--- Work required ---
Please take the records that follow and repeat exactly the lines starting with the line with "Habitat-count request: mark the flip" and going on through the line with "Target: floral blouse".

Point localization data
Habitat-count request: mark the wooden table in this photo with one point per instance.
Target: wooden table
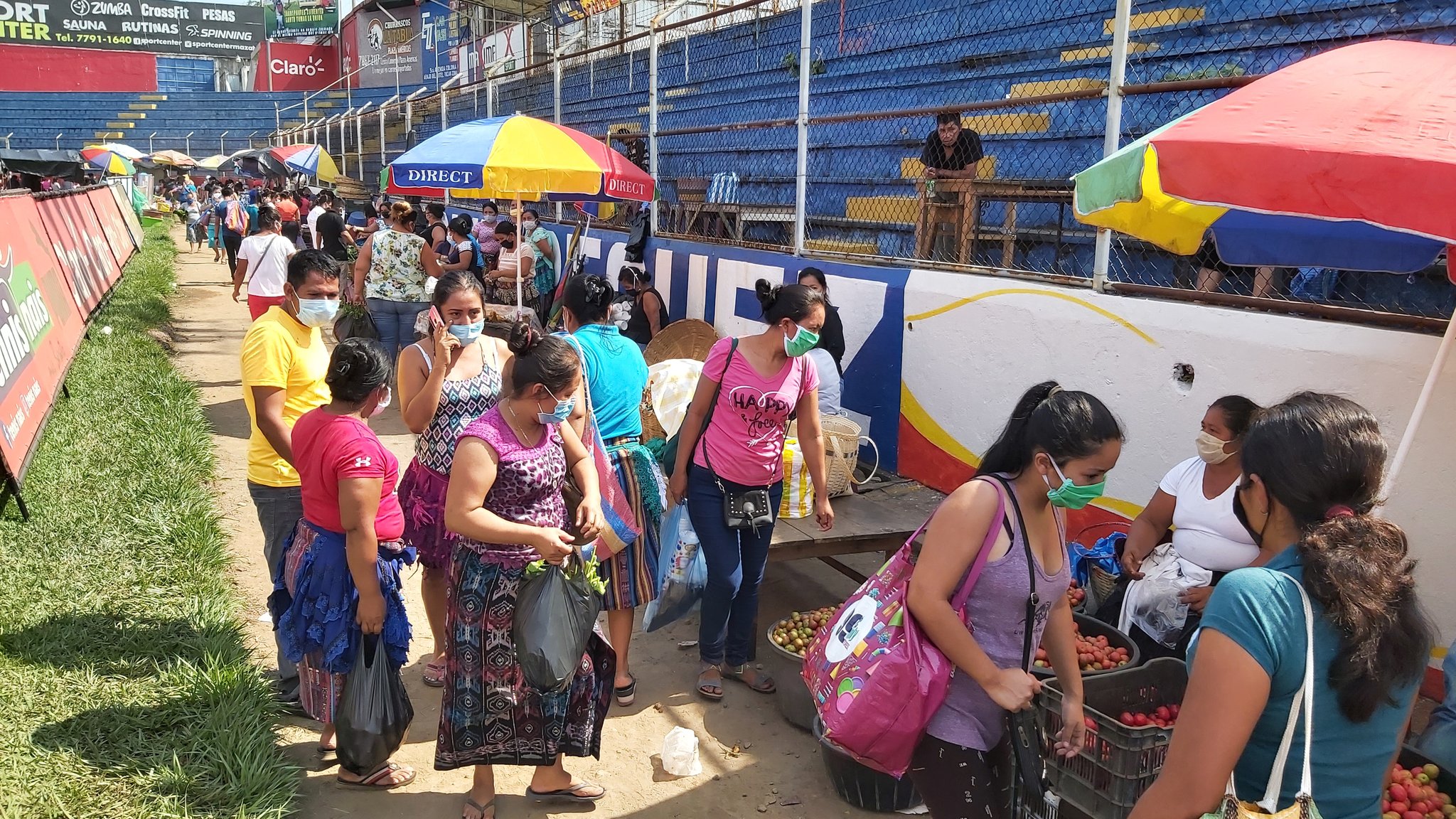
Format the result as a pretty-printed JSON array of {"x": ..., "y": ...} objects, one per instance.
[
  {"x": 972, "y": 193},
  {"x": 877, "y": 520}
]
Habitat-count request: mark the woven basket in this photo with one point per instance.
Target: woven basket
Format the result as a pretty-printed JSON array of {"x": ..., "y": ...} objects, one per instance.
[{"x": 685, "y": 338}]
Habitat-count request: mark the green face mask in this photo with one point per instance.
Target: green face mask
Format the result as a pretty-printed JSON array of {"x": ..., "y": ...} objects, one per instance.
[
  {"x": 801, "y": 343},
  {"x": 1072, "y": 496}
]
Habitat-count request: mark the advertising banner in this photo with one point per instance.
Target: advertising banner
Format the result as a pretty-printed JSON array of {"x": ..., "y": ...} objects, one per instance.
[
  {"x": 300, "y": 18},
  {"x": 40, "y": 331},
  {"x": 567, "y": 12},
  {"x": 112, "y": 226},
  {"x": 291, "y": 66},
  {"x": 386, "y": 50},
  {"x": 440, "y": 33},
  {"x": 85, "y": 257},
  {"x": 168, "y": 26}
]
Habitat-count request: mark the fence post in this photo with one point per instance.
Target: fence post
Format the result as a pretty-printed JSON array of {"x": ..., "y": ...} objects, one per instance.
[
  {"x": 1113, "y": 130},
  {"x": 801, "y": 205},
  {"x": 651, "y": 117}
]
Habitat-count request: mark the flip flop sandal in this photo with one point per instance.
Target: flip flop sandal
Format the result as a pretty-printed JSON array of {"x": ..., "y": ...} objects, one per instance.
[
  {"x": 625, "y": 694},
  {"x": 481, "y": 808},
  {"x": 434, "y": 675},
  {"x": 764, "y": 684},
  {"x": 567, "y": 793},
  {"x": 379, "y": 778}
]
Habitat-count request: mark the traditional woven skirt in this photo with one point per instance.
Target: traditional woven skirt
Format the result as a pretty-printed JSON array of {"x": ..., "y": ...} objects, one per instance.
[
  {"x": 631, "y": 574},
  {"x": 488, "y": 714}
]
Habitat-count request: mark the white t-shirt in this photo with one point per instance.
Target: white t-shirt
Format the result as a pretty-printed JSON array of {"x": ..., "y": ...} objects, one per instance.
[
  {"x": 1204, "y": 531},
  {"x": 267, "y": 257},
  {"x": 829, "y": 382},
  {"x": 314, "y": 225}
]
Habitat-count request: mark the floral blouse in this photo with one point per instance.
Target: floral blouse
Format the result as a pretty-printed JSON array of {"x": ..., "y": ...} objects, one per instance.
[{"x": 395, "y": 273}]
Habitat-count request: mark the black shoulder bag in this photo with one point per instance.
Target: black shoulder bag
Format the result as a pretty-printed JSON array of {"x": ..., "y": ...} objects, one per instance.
[{"x": 1021, "y": 726}]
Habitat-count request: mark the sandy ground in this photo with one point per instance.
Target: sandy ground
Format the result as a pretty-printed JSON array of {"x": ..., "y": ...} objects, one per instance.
[{"x": 775, "y": 773}]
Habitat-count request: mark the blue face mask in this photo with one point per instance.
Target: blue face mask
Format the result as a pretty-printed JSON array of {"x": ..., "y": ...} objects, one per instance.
[
  {"x": 562, "y": 410},
  {"x": 316, "y": 312},
  {"x": 468, "y": 333}
]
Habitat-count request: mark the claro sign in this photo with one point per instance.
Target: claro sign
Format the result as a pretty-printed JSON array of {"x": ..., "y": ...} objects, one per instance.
[{"x": 296, "y": 68}]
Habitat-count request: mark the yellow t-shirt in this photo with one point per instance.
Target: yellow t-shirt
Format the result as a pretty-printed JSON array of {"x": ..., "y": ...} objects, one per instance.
[{"x": 280, "y": 352}]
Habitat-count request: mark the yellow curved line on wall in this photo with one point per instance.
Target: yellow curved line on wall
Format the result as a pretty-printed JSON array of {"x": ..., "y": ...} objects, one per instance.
[
  {"x": 1034, "y": 291},
  {"x": 932, "y": 432}
]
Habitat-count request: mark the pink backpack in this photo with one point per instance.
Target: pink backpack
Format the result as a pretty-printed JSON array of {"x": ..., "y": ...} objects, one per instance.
[{"x": 874, "y": 678}]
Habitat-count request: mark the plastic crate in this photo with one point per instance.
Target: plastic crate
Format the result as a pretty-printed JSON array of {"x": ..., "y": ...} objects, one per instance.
[
  {"x": 1120, "y": 763},
  {"x": 1093, "y": 627}
]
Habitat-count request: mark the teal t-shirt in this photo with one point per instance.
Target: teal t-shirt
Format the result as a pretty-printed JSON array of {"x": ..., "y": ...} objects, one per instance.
[
  {"x": 616, "y": 376},
  {"x": 1264, "y": 616}
]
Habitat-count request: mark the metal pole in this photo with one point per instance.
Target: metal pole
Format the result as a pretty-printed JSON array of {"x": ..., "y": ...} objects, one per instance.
[
  {"x": 803, "y": 169},
  {"x": 1103, "y": 252},
  {"x": 651, "y": 117}
]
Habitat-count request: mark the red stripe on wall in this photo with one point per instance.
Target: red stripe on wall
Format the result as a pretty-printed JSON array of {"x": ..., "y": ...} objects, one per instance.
[{"x": 44, "y": 68}]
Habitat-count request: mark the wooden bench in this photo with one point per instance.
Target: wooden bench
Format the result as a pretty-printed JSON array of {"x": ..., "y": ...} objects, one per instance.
[{"x": 880, "y": 519}]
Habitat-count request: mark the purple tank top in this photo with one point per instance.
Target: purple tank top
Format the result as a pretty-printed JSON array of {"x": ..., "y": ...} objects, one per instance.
[{"x": 997, "y": 611}]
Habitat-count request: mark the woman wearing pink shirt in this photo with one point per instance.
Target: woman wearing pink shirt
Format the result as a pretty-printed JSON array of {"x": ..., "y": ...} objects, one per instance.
[{"x": 732, "y": 445}]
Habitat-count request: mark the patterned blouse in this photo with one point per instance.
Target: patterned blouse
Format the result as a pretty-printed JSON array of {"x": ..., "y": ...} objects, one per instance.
[{"x": 395, "y": 273}]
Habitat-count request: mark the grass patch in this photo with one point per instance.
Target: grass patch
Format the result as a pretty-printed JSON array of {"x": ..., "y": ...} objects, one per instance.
[{"x": 126, "y": 684}]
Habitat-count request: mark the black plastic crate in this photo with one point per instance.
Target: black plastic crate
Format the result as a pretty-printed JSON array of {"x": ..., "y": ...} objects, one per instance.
[{"x": 1121, "y": 761}]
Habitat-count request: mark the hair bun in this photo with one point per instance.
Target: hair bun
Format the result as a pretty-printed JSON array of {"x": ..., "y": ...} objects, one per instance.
[{"x": 523, "y": 338}]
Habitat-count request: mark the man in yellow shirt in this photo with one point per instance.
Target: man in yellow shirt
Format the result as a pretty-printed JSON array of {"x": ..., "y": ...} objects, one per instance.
[{"x": 284, "y": 365}]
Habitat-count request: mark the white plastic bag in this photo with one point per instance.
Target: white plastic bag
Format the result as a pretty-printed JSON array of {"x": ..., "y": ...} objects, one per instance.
[{"x": 680, "y": 754}]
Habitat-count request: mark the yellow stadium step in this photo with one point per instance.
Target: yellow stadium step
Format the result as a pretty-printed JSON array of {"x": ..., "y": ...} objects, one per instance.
[
  {"x": 1056, "y": 86},
  {"x": 883, "y": 209},
  {"x": 1161, "y": 19},
  {"x": 842, "y": 247},
  {"x": 912, "y": 168},
  {"x": 1104, "y": 51}
]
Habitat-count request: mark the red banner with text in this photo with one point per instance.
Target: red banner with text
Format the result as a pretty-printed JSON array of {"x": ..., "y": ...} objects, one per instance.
[
  {"x": 40, "y": 330},
  {"x": 85, "y": 255}
]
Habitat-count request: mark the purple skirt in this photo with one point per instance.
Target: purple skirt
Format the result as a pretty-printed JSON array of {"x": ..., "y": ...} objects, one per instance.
[{"x": 422, "y": 498}]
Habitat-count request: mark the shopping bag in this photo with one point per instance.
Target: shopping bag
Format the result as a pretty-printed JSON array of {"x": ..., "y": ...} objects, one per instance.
[
  {"x": 555, "y": 611},
  {"x": 874, "y": 678},
  {"x": 798, "y": 487},
  {"x": 682, "y": 572},
  {"x": 375, "y": 710}
]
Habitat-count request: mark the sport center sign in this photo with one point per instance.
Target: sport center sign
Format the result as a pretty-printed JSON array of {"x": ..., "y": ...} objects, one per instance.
[{"x": 218, "y": 30}]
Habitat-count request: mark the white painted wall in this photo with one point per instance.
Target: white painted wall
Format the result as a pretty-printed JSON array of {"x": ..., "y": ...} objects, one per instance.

--- Result of this exercise ---
Habitat-count request: mark the flip flop sandal in this photo with one point per instance.
Target: flip flop sandal
Format the result as a pretty-printed JSON array of {"x": ..., "y": ...} objects, one per instance.
[
  {"x": 625, "y": 694},
  {"x": 481, "y": 808},
  {"x": 434, "y": 675},
  {"x": 764, "y": 684},
  {"x": 567, "y": 793},
  {"x": 379, "y": 778}
]
Habitat-count request: mark the traditional woven skirt in this photo with one point per instance.
Target: traditional woven skirt
Format the result as a pretty-printed JSON array of {"x": ..., "y": ...} objects, one per instance.
[
  {"x": 631, "y": 574},
  {"x": 488, "y": 714}
]
Habitat-count request: mark the white t-shirt in this photo with one point per instance.
Target: white t-shirt
Format the result as a pretty-printed JSON array of {"x": ..., "y": ...} objects, one per instance.
[
  {"x": 1204, "y": 531},
  {"x": 267, "y": 257},
  {"x": 829, "y": 382},
  {"x": 314, "y": 225}
]
Habitat-count request: mark the floral blouse in this photo with one point per instance.
Target: floral blouse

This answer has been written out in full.